Challenge
Please rewrite the items from the line with "written like <point>313,553</point>." up to and including the line with "<point>666,124</point>", replacing "keypoint" with "key point" and leaving everything else unchanged.

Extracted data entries
|---|

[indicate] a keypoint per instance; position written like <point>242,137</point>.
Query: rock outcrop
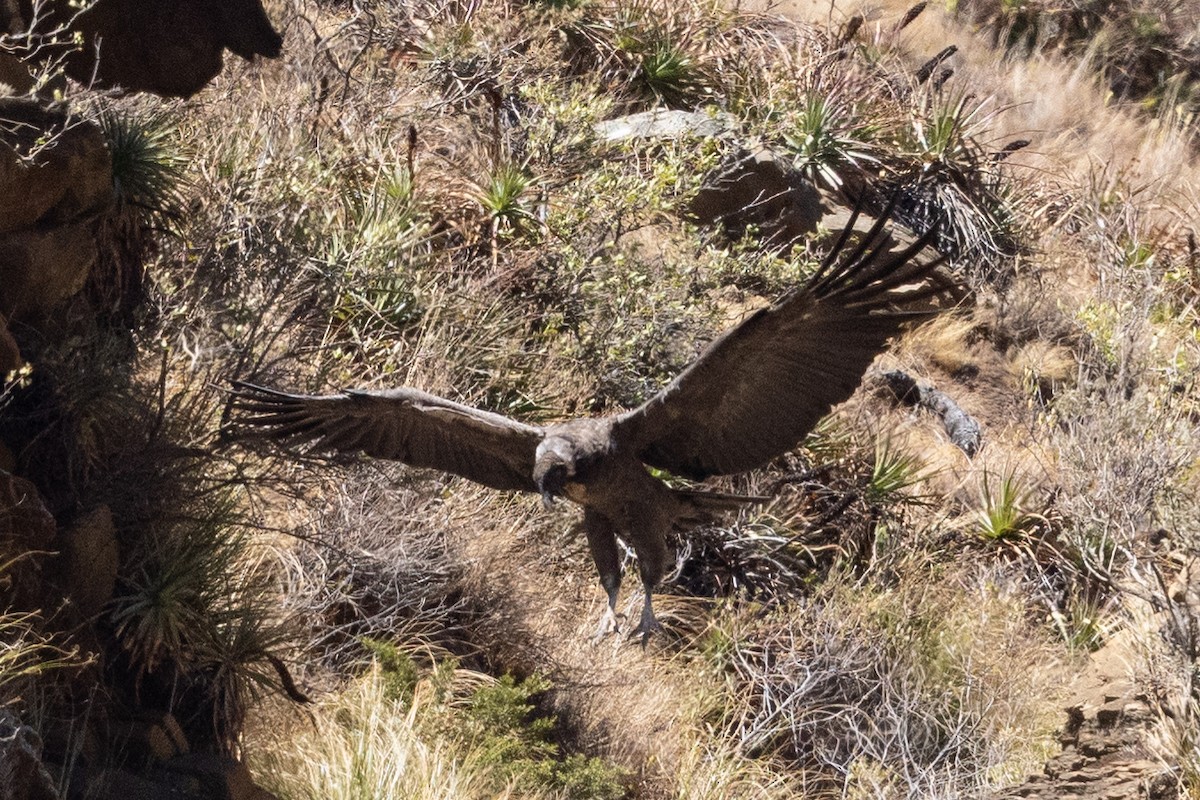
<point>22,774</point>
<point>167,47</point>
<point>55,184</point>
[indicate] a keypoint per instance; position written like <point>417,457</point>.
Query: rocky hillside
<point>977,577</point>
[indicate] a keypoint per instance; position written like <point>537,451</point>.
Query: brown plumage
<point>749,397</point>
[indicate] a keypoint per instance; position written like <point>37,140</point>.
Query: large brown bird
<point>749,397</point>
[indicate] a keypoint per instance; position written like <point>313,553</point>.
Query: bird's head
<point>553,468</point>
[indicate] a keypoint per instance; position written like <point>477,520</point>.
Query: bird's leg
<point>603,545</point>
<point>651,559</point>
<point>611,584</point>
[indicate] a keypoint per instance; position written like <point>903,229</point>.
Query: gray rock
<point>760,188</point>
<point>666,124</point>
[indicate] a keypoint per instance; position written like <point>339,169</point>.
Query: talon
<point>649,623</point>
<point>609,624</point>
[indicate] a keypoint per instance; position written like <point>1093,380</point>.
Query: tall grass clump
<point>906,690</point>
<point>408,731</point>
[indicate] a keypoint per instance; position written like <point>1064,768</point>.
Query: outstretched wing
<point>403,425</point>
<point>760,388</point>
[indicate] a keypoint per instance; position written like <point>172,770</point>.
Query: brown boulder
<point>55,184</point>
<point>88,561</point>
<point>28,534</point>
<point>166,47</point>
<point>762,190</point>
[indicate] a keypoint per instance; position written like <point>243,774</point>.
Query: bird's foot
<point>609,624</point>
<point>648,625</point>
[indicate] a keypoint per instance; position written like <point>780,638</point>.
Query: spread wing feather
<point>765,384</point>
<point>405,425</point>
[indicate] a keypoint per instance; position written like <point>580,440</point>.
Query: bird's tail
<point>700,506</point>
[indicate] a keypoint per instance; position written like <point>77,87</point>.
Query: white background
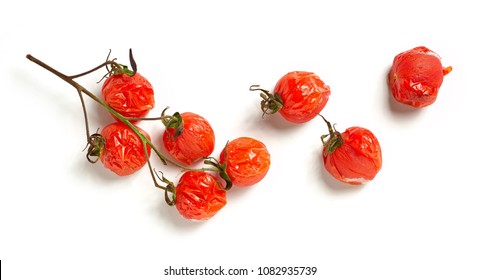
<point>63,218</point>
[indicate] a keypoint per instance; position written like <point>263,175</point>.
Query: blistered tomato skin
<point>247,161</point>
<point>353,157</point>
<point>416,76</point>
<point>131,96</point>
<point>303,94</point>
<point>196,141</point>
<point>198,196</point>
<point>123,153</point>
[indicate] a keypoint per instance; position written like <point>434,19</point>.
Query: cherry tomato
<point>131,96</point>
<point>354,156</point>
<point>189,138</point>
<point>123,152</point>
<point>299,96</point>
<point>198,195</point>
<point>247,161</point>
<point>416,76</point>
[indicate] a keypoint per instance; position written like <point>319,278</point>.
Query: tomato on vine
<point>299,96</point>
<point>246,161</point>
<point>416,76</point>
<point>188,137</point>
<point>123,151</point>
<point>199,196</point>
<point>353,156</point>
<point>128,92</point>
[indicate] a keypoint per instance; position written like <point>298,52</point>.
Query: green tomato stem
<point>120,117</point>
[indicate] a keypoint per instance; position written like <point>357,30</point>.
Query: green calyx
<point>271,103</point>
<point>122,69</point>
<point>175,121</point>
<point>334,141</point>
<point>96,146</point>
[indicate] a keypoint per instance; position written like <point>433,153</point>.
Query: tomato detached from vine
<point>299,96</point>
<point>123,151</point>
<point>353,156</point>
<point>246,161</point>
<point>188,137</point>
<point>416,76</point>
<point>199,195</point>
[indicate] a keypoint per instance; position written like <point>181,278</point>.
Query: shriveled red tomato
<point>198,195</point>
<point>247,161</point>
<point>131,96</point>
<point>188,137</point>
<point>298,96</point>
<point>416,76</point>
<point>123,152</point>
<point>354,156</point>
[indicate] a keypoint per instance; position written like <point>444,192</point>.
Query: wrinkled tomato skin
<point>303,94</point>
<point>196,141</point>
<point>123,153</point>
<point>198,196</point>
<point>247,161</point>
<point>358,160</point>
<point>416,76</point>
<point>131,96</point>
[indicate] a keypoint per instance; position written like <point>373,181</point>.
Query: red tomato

|---|

Correct result
[indicate] a key point per instance; position written like <point>313,553</point>.
Query: bird's head
<point>553,468</point>
[indicate] a key point per instance; position written like <point>477,520</point>.
Query: bird's leg
<point>603,545</point>
<point>651,559</point>
<point>611,584</point>
[indicate] a key point per instance; position written like <point>903,229</point>.
Query: gray rock
<point>760,188</point>
<point>666,124</point>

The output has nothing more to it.